-------- Data rows
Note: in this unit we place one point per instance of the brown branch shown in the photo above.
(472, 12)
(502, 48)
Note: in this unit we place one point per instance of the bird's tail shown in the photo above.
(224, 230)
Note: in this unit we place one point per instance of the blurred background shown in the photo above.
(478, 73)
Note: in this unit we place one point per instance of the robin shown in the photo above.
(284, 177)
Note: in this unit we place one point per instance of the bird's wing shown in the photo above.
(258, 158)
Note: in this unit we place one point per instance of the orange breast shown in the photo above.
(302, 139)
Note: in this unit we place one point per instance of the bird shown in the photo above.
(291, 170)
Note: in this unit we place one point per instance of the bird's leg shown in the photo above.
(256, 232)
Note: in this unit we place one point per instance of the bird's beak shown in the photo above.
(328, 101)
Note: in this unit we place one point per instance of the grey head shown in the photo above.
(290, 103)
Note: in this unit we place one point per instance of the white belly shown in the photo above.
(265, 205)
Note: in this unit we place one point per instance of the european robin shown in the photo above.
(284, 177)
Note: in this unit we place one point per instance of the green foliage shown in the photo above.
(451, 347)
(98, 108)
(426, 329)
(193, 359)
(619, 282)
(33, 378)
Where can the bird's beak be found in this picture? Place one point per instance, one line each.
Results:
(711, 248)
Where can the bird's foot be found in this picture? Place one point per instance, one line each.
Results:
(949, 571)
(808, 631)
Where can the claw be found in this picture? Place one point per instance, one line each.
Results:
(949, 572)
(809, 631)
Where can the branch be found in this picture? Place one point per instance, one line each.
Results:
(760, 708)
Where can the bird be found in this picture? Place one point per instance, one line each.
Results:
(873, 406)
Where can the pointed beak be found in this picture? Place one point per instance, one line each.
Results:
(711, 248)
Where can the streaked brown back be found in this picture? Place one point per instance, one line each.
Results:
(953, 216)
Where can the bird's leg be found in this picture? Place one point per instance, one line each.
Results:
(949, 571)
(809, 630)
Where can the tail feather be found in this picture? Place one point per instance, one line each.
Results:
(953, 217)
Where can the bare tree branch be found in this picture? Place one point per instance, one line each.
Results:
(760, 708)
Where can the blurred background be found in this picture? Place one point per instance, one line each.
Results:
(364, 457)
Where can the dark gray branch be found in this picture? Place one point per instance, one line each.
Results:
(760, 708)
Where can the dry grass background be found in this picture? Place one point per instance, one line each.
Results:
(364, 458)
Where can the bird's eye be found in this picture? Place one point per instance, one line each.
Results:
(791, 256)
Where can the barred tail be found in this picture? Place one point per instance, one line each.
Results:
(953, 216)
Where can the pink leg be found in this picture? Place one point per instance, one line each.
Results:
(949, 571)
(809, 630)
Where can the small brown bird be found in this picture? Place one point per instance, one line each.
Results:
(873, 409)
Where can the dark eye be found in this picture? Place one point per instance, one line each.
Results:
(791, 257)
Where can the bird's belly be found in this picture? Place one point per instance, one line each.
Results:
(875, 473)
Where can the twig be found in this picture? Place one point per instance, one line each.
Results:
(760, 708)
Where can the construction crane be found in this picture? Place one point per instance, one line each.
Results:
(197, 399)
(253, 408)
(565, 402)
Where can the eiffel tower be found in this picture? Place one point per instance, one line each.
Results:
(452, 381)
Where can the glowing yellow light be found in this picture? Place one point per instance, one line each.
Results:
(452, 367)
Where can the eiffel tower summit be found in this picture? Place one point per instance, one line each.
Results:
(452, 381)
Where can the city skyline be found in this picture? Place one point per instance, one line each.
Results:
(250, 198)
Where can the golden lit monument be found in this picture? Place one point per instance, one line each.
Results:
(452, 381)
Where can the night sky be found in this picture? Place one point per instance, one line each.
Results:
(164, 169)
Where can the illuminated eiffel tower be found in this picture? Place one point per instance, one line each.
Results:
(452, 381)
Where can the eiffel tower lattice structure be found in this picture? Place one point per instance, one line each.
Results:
----------------
Reproduce the entire listing word for word.

Note: in this unit we place one point per instance of the brown branch shown in the photo above.
(472, 12)
(502, 48)
Note: in this unit we place one point per instance of the bird's tail shown in the photo above.
(224, 230)
Note: in this unit we place one point per instance of the blurred background shown in the photo above.
(478, 73)
Note: in this unit we place one point per instance of the robin shown in the photo above.
(284, 177)
Note: in this unit we place one point per instance of the bird's wing shown in the photo above.
(258, 158)
Note: in this unit we place one point per instance of the orange breast shown in the photo above.
(302, 139)
Note: in this unit we place one point per instance of the bird shown in the photo above.
(291, 170)
Note: in this unit we place one point per instance of the bird's leg shown in the photo above.
(256, 232)
Note: in this unit we place one point per instance of the bird's beak shown in the photo above.
(328, 101)
Note: in this unit we place one point per instance of the grey head shown in the photo above.
(290, 103)
Note: in this unit we place one point per instance of the white belly shown in the photo above.
(265, 205)
Note: in this unit we place one point per instance of the european robin shown in the photo above.
(284, 177)
Note: in this unit we place one point per instance of the green foliage shown in the photo above.
(451, 347)
(98, 108)
(426, 329)
(193, 359)
(619, 282)
(33, 378)
Where can the bird's beak be found in this picture? Place one point per instance, one line each.
Results:
(711, 248)
Where can the bird's foot be found in this picture? Place one point per instance, one line each.
Results:
(949, 571)
(808, 631)
Where can the claw be found in this picture? Place one point per instance, one line each.
Results:
(949, 572)
(809, 631)
Where can the branch be found in this picture? Place one point per instance, one line each.
Results:
(760, 708)
Where can the bird be found in this picture? Place one point per instance, one line each.
Results:
(873, 406)
Where can the pointed beak be found in this picture? Place one point per instance, one line each.
Results:
(711, 248)
Where can the streaked brown back be found in this picture? Place one point per instance, one line each.
Results:
(953, 216)
Where can the bird's leg be found in this picture? Place one point per instance, one line each.
Results:
(949, 571)
(809, 630)
Where can the tail feather be found in this picture? Place one point per instance, one line each.
Results:
(953, 217)
Where can the bare tree branch be found in this picture? Place one point per instance, one line each.
Results:
(760, 708)
Where can the blurred background be found in this picture? Place one point per instance, one line each.
Results:
(364, 457)
Where can the dark gray branch be found in this picture? Place one point per instance, one line each.
Results:
(760, 708)
Where can the dry grass background be found in this picture? Place one point per instance, one line each.
Results:
(364, 458)
Where can the bird's eye be found in this picture? Place one point per instance, one line each.
Results:
(791, 256)
Where can the barred tail be found in this picture? Place one point per instance, one line each.
Results:
(953, 216)
Where can the pink leg be found in this picture? Place one point per instance, one line each.
Results:
(949, 571)
(809, 630)
Where can the small brown bird be found in this picture? Place one point per instance, one line each.
Results:
(873, 409)
Where can the dark eye be found in this picture? Place one point per instance, one line each.
Results:
(791, 257)
Where can the bird's belly be found in this picture? Place one point per instance, one line each.
Results:
(875, 473)
Where can the twig be found in this picture? Place one point per instance, one line each.
Results:
(760, 708)
Where can the construction crane be found in this picture? Place one point per instance, one line each.
Results:
(197, 399)
(253, 408)
(565, 402)
Where can the eiffel tower be found in this picture? Place one point per instance, one line each.
Results:
(452, 381)
Where can the glowing yellow light be found in this picture? Place one point per instance, one line each.
Results:
(452, 367)
Where can the eiffel tower summit be found in this picture? Place one point per instance, one line each.
Results:
(452, 381)
Where can the city skyline be found in this picture? Place one point per instance, one line each.
Results:
(250, 198)
Where can the golden lit monument be found in this picture? Place one point per instance, one line each.
Results:
(452, 381)
Where can the night sky be found in this picture? Place one point per instance, one line each.
Results:
(164, 169)
Where can the illuminated eiffel tower be found in this picture? Place one point per instance, one line each.
Results:
(452, 381)
Where can the eiffel tower lattice structure be found in this picture? Place one point per instance, one line each.
Results:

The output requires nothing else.